*What the exercise asks*
Every entry must be given again exactly.
-- Start of Dataset extract --
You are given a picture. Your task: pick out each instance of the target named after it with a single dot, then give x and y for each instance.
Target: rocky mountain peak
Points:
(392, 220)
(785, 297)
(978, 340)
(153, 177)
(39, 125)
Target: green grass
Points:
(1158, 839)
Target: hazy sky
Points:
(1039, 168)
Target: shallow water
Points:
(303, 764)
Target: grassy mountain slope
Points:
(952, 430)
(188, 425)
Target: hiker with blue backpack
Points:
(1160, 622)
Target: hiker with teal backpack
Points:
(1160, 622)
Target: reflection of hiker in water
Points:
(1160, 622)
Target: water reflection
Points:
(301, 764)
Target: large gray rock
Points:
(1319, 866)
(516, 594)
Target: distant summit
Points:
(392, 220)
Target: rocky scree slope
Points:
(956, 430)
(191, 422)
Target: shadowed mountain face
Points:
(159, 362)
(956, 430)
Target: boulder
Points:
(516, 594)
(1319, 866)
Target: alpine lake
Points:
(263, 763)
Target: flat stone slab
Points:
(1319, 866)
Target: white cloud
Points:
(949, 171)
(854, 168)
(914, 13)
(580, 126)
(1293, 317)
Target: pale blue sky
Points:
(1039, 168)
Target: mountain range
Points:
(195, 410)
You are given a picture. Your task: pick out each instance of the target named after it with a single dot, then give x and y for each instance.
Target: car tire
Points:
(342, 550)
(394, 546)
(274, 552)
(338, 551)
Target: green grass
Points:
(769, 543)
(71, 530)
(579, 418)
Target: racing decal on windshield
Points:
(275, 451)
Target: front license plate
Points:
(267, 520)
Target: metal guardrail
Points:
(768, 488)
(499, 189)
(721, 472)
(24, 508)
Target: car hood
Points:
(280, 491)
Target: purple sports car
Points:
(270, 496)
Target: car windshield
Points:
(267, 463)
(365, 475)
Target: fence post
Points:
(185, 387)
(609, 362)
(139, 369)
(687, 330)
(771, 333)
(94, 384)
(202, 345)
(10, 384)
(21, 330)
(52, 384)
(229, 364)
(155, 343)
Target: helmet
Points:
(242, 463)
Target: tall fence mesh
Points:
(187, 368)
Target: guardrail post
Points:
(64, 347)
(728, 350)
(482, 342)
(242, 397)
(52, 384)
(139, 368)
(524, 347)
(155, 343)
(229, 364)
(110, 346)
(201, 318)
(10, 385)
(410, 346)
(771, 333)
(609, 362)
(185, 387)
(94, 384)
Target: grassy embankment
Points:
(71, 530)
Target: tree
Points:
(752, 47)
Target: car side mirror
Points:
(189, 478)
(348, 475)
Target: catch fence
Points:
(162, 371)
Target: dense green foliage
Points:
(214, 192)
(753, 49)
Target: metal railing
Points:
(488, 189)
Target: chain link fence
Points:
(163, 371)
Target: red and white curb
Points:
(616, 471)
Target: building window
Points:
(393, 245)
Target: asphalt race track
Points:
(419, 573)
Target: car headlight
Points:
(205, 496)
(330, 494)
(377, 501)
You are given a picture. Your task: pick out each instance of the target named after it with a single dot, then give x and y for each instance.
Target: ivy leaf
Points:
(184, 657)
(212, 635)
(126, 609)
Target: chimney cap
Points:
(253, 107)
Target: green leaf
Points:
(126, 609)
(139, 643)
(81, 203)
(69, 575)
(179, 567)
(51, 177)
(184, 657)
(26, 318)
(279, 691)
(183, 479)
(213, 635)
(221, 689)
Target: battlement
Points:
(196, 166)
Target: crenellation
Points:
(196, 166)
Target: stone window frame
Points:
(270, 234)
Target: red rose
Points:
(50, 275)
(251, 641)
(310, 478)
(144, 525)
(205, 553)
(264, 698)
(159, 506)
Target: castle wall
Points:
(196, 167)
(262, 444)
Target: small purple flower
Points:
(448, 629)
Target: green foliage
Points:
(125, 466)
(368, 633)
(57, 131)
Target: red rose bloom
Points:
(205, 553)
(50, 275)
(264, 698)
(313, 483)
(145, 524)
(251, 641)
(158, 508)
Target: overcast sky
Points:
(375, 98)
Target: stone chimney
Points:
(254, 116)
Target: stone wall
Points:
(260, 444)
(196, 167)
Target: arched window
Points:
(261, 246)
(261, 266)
-- End of Dataset extract --
*Answer to this problem*
You are given a picture. Your task: pick out each instance of the target named after it with a single dot, then give x and y for each instance.
Target: rocky mountain peak
Points:
(392, 220)
(785, 297)
(978, 340)
(153, 177)
(39, 125)
Target: green grass
Points:
(1158, 839)
Target: hazy sky
Points:
(1039, 168)
Target: shallow water
Points:
(303, 764)
Target: grassy mountain slope
Points:
(952, 430)
(188, 425)
Target: hiker with blue backpack
Points:
(1160, 622)
Target: hiker with teal backpack
Points:
(1160, 622)
Target: reflection of hiker in water
Points:
(1160, 622)
Target: water reflection
Points:
(301, 764)
Target: large gray rock
Points:
(1319, 866)
(516, 594)
Target: distant summit
Points:
(392, 220)
Target: rocky scree slope
Points:
(956, 430)
(191, 422)
Target: shadowed mountain face
Points:
(159, 362)
(956, 430)
Target: boulder
Points:
(516, 594)
(1319, 866)
Target: alpine lake
Points:
(263, 763)
Target: flat stone slab
Points:
(1319, 866)
Target: white cloud
Points:
(949, 171)
(854, 168)
(914, 13)
(580, 126)
(1293, 317)
Target: pale blue sky
Points:
(1039, 168)
Target: mountain range
Points:
(195, 410)
You are given a picture. Your task: pick out each instance of the target named after it with a single dot, then give x and y for each instance.
Target: car tire
Points:
(342, 550)
(394, 546)
(274, 552)
(338, 551)
Target: green grass
Points:
(769, 543)
(71, 530)
(579, 418)
Target: racing decal on windshield
Points:
(275, 451)
Target: front license plate
Points:
(267, 520)
Target: metal guardrail
Points:
(768, 488)
(499, 189)
(721, 472)
(24, 508)
Target: car hood
Points:
(280, 491)
Target: purple sports car
Points:
(270, 496)
Target: car windshield
Points:
(267, 463)
(365, 475)
Target: fence post
Points:
(185, 387)
(609, 362)
(139, 369)
(687, 330)
(771, 333)
(94, 384)
(202, 345)
(10, 384)
(21, 330)
(52, 384)
(229, 364)
(155, 343)
Target: helmet
Points:
(242, 463)
Target: tall fence mesh
Points:
(187, 368)
Target: guardrail post
Points:
(64, 347)
(728, 350)
(482, 342)
(242, 397)
(52, 384)
(139, 368)
(524, 347)
(155, 343)
(229, 364)
(110, 346)
(201, 318)
(10, 385)
(410, 346)
(771, 333)
(609, 362)
(185, 387)
(94, 384)
Target: grassy embankment
Points:
(71, 530)
Target: tree
Points:
(752, 47)
Target: car side mirror
Points:
(189, 478)
(348, 475)
Target: catch fence
Points:
(162, 371)
Target: dense green foliage
Points:
(214, 192)
(753, 49)
Target: metal railing
Points:
(488, 189)
Target: chain link fence
Points:
(163, 371)
Target: red and white curb
Points:
(616, 471)
Target: building window
Points:
(393, 245)
Target: asphalt race track
Points:
(419, 573)
Target: car headlight
Points:
(205, 496)
(330, 494)
(377, 501)
You are given a picture. Your task: pick out each instance of the target named after it with a single dot, then give x and y for each instance.
Target: ivy leaf
Points:
(184, 657)
(212, 635)
(126, 609)
Target: chimney cap
Points:
(253, 107)
Target: green leaf
Points:
(126, 609)
(139, 643)
(81, 203)
(69, 575)
(179, 567)
(51, 177)
(184, 657)
(26, 318)
(279, 691)
(183, 479)
(213, 635)
(221, 689)
Target: battlement
Points:
(196, 166)
Target: crenellation
Points:
(196, 166)
Target: stone window frame
Points:
(270, 234)
Target: red rose
Points:
(50, 275)
(251, 641)
(310, 478)
(144, 525)
(205, 553)
(264, 698)
(159, 506)
Target: castle wall
Points:
(196, 167)
(262, 444)
Target: small purple flower
Points:
(448, 629)
Target: green foliage
Points:
(125, 466)
(368, 633)
(57, 131)
Target: red rose bloom
Points:
(205, 553)
(50, 275)
(264, 698)
(313, 483)
(145, 524)
(251, 641)
(158, 508)
Target: overcast sky
Points:
(375, 98)
Target: stone chimney
Points:
(254, 116)
Target: stone wall
Points:
(260, 444)
(196, 167)
Target: arched window
Points:
(261, 246)
(261, 266)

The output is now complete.